# [Required work]
Please give again every entry exactly as it appears, setting aside the pictures.

# [Excerpted data]
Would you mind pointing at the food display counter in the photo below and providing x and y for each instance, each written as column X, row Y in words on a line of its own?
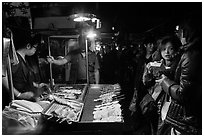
column 101, row 113
column 70, row 109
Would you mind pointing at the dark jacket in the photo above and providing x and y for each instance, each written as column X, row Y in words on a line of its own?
column 186, row 89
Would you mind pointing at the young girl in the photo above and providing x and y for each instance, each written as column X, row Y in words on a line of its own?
column 169, row 55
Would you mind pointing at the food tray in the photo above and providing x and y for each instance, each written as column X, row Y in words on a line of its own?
column 54, row 112
column 81, row 88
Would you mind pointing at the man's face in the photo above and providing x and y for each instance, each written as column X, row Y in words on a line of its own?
column 32, row 50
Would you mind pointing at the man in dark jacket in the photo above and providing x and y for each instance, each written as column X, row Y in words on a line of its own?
column 185, row 112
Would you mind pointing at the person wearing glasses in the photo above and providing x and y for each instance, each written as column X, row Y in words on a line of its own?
column 22, row 73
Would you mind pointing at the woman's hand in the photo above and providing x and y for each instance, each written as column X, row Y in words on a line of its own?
column 161, row 79
column 26, row 95
column 50, row 59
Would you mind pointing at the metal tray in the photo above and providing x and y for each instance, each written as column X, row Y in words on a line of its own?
column 48, row 112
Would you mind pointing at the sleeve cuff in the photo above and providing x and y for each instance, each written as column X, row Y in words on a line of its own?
column 166, row 85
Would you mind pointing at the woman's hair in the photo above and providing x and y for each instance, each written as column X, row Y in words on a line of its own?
column 176, row 43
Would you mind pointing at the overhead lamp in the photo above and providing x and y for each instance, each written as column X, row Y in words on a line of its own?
column 82, row 17
column 91, row 34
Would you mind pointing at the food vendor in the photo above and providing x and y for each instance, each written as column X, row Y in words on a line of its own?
column 78, row 60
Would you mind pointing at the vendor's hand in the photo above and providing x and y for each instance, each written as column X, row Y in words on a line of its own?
column 50, row 59
column 43, row 85
column 26, row 95
column 161, row 79
column 42, row 61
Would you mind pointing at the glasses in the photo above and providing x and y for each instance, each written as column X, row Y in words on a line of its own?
column 35, row 46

# [Your solution]
Would you mind pointing at the food display counter in the photo below and providing x and y for each instance, each written as column X, row Y in words on a line of its own?
column 101, row 113
column 70, row 109
Would you mind pointing at the dark jacket in the photo above and providing x and y for each instance, each written as column X, row Y in words on a line of its own?
column 186, row 89
Would you mind pointing at the young girl in the photo above and providing x and y for each instance, each written as column X, row Y in words on a line of its own?
column 169, row 55
Would you mind pointing at the food tray in the photo above and providing x and y for each instance, each written as column X, row Y in words on a line of its own?
column 54, row 112
column 81, row 88
Would you mind pointing at the man's face in the photo above and providing x and y for each instance, each written as column X, row Y in words on a line of its own?
column 32, row 50
Would you mind pointing at the man in dark jacket in the photo above and providing x and y for each instance, each written as column X, row Y in words on a line of its own?
column 185, row 112
Would you mind pointing at the person wearing glasses in the photo above and providing x and y for each instance, each written as column X, row Y in words on a line of its own?
column 22, row 73
Would you mind pointing at the woman's hand in the photo above and providing x and y for each instance, each written as column X, row Y in words on a line of its own?
column 161, row 79
column 26, row 95
column 50, row 59
Would you mind pointing at the metal tray in the photo above and providing x and y for each instance, each written as column X, row Y in words on a line of its own?
column 48, row 112
Would you mind pointing at the sleeve cuff in the photo above and providing x and y for each instance, each written as column X, row Y in words on a line of its own?
column 166, row 85
Would you mind pointing at the woman's hair in the photo above and providing x and y for each instance, each written as column X, row Y in words on a line of its own?
column 176, row 43
Would you mind pointing at the overhead lamp in the photo above and providing x and y for each instance, each written as column X, row Y in words on a line of its own?
column 82, row 17
column 91, row 34
Would you mind pointing at the food vendor in the photo above and providing x and y for each instance, each written as column X, row Y in words on a line of its own?
column 78, row 60
Would you mind pointing at the vendor's hand in the photo above and providing x and y for each instance, each written as column X, row Y in words on a line of its own?
column 50, row 59
column 43, row 85
column 26, row 95
column 161, row 79
column 42, row 61
Would you mind pointing at the glasses in the photo above and providing x and y for each instance, each written as column X, row Y in words on a line of its own?
column 35, row 46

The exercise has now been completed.